(Excerpt from a dataset)
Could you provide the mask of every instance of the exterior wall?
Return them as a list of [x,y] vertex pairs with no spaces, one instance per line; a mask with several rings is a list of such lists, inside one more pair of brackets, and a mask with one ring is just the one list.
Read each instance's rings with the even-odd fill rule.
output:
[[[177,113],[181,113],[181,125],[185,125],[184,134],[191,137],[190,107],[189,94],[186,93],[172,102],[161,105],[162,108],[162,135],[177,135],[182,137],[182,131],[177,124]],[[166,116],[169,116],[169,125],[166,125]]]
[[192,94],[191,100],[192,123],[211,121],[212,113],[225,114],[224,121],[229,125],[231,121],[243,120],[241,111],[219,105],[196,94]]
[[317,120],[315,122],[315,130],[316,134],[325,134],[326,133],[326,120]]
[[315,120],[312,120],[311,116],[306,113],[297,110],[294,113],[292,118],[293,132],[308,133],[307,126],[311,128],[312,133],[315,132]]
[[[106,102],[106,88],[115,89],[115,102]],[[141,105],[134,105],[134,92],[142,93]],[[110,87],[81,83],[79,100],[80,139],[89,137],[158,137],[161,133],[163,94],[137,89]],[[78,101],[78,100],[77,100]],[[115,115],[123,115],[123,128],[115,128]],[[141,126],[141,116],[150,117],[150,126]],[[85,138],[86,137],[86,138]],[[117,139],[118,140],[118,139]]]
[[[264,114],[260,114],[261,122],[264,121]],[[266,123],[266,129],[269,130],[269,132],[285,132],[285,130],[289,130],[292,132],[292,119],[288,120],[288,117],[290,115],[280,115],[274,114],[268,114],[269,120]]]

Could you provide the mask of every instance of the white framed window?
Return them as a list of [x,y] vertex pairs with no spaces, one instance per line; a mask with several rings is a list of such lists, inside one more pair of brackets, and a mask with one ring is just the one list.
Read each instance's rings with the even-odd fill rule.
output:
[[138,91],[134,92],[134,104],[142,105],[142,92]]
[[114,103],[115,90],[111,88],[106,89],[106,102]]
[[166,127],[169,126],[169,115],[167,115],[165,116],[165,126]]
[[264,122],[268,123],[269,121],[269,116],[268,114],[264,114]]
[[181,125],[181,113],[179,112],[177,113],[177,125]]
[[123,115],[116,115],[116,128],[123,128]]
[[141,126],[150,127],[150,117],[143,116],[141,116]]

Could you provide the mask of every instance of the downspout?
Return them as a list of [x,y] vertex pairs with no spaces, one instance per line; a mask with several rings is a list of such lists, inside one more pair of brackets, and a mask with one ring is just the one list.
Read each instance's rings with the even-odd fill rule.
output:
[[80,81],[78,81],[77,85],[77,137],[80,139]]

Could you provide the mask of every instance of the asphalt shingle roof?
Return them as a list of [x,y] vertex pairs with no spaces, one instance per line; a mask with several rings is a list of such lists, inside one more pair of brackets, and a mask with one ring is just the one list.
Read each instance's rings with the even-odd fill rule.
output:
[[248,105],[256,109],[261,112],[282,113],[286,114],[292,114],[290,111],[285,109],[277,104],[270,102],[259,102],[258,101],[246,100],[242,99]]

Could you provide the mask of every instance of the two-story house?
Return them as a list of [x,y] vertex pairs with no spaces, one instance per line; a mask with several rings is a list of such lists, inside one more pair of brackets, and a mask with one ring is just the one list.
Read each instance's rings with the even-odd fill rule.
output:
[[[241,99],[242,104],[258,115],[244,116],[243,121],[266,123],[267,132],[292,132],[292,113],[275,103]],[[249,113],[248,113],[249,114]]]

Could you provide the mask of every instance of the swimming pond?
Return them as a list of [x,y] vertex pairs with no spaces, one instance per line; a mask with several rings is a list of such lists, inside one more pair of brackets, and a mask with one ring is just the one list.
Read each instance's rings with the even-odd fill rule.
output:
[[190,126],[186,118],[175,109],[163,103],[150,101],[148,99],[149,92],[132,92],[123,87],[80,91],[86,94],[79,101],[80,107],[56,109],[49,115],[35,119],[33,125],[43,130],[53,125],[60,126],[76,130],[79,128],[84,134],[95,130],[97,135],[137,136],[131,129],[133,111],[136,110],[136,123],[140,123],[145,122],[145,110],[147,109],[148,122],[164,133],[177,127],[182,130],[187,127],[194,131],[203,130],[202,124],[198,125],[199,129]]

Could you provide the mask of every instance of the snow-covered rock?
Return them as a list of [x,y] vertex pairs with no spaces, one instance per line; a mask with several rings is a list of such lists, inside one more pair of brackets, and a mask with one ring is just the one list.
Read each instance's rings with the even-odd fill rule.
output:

TASK TO CARRY OUT ::
Rewrite all of the data above, replacing "vertex pairs" with "coordinate pairs" wherever it occurs. Leave everything else unchanged.

FULL RESPONSE ::
Could you provide the mask of every instance of the exterior wall?
Return them as a list of [x,y] coordinate pairs with no spaces, one instance per line; a mask with several rings is a list of such lists, inside one more pair of brackets, and a mask with one ring is just the one list.
Read each instance's rings with the even-odd fill rule.
output:
[[[177,113],[181,113],[181,125],[185,125],[184,134],[191,137],[190,107],[189,94],[186,93],[172,102],[161,105],[162,108],[162,135],[177,135],[182,137],[182,131],[177,124]],[[166,116],[169,116],[169,125],[166,125]]]
[[192,94],[191,100],[192,123],[211,121],[212,113],[225,114],[224,121],[229,125],[231,121],[243,120],[241,111],[219,105],[196,94]]
[[317,120],[315,122],[315,130],[316,134],[325,134],[326,133],[326,120]]
[[315,120],[312,120],[311,116],[306,113],[297,110],[294,113],[292,118],[293,132],[308,133],[307,126],[311,128],[312,133],[315,132]]
[[[106,102],[106,88],[115,89],[115,102]],[[141,105],[134,105],[134,92],[142,93]],[[110,87],[81,83],[79,100],[80,139],[89,137],[158,137],[161,133],[163,94],[137,89]],[[78,101],[78,100],[77,100]],[[115,115],[123,115],[123,128],[115,128]],[[141,126],[141,116],[150,117],[150,126]],[[85,138],[86,137],[86,138]],[[117,139],[118,140],[118,139]]]
[[[264,114],[260,114],[261,122],[264,121]],[[266,123],[266,129],[269,130],[269,132],[285,132],[285,130],[289,130],[292,132],[292,119],[288,120],[288,117],[290,115],[280,115],[274,114],[268,114],[269,120]]]

Could you provide the mask of every instance of the white framed window?
Return them as a list of [x,y] coordinate pairs with no spaces, one instance per line; a mask with several rings is a list of such lists, inside one more pair of brackets, and a mask with one ring is just the one list.
Read each instance's rings with the even-odd fill rule.
output:
[[138,91],[134,92],[134,104],[142,105],[142,92]]
[[114,103],[115,90],[111,88],[106,89],[106,102]]
[[166,127],[169,126],[169,115],[167,115],[165,116],[165,126]]
[[264,122],[268,123],[269,121],[269,116],[268,114],[264,114]]
[[181,125],[181,113],[179,112],[177,113],[177,125]]
[[123,115],[116,115],[116,128],[123,128]]
[[141,126],[150,127],[150,117],[143,116],[141,116]]

Could you provide the mask of every instance of the downspout?
Return them as a list of [x,y] coordinate pairs with no spaces, one instance per line; a mask with several rings is a list of such lists, inside one more pair of brackets, and a mask with one ring is just the one list.
Read each instance's rings with the even-odd fill rule.
output:
[[80,81],[78,81],[77,85],[77,137],[80,139]]

Could you provide the mask of every instance of the asphalt shingle roof?
Return them as a list of [x,y] coordinate pairs with no spaces, one instance per line; a mask with several rings is a list of such lists, inside one more pair of brackets, and a mask with one ring is just the one list.
Read each instance's rings with the even-odd fill rule.
output:
[[248,105],[256,109],[261,112],[282,113],[286,114],[292,114],[290,111],[285,109],[277,104],[270,102],[259,102],[258,101],[246,100],[242,99]]

Could you provide the mask of every instance of the two-story house?
Return them as a list of [x,y] coordinate pairs with no spaces, one instance per line; a mask with several rings is a list of such lists, inside one more pair of brackets, and a mask with one ring is just the one list.
Read each instance's rings with the even-odd fill rule.
output:
[[[241,99],[242,104],[258,115],[244,116],[243,121],[266,123],[267,132],[292,132],[292,113],[275,103]],[[249,113],[248,113],[249,114]]]

Could you provide the mask of every instance of the swimming pond?
Return them as a list of [x,y] coordinate pairs with no spaces, one instance per line; a mask with several rings is a list of such lists, inside one more pair of brackets, and a mask with one ring is just the one list.
Read each instance's rings with the even-odd fill rule.
output:
[[190,126],[186,118],[175,109],[163,103],[150,101],[148,99],[149,92],[132,92],[123,87],[80,91],[86,94],[79,101],[80,107],[56,109],[49,115],[35,119],[33,125],[43,130],[53,125],[60,126],[76,130],[79,128],[84,134],[95,130],[97,135],[137,136],[131,129],[133,111],[136,110],[136,123],[140,123],[145,122],[145,110],[147,109],[148,122],[164,133],[177,127],[182,130],[187,127],[194,131],[203,130],[202,124],[198,125],[199,129]]

Could you provide the mask of every instance of the snow-covered rock?
Return them as a list of [x,y] coordinate pairs with no spaces, one instance per line; a mask with several rings is a list of such lists, inside one more pair of brackets, and a mask with one ring is just the one list.
Read each instance's rings with the even-odd fill rule.
output:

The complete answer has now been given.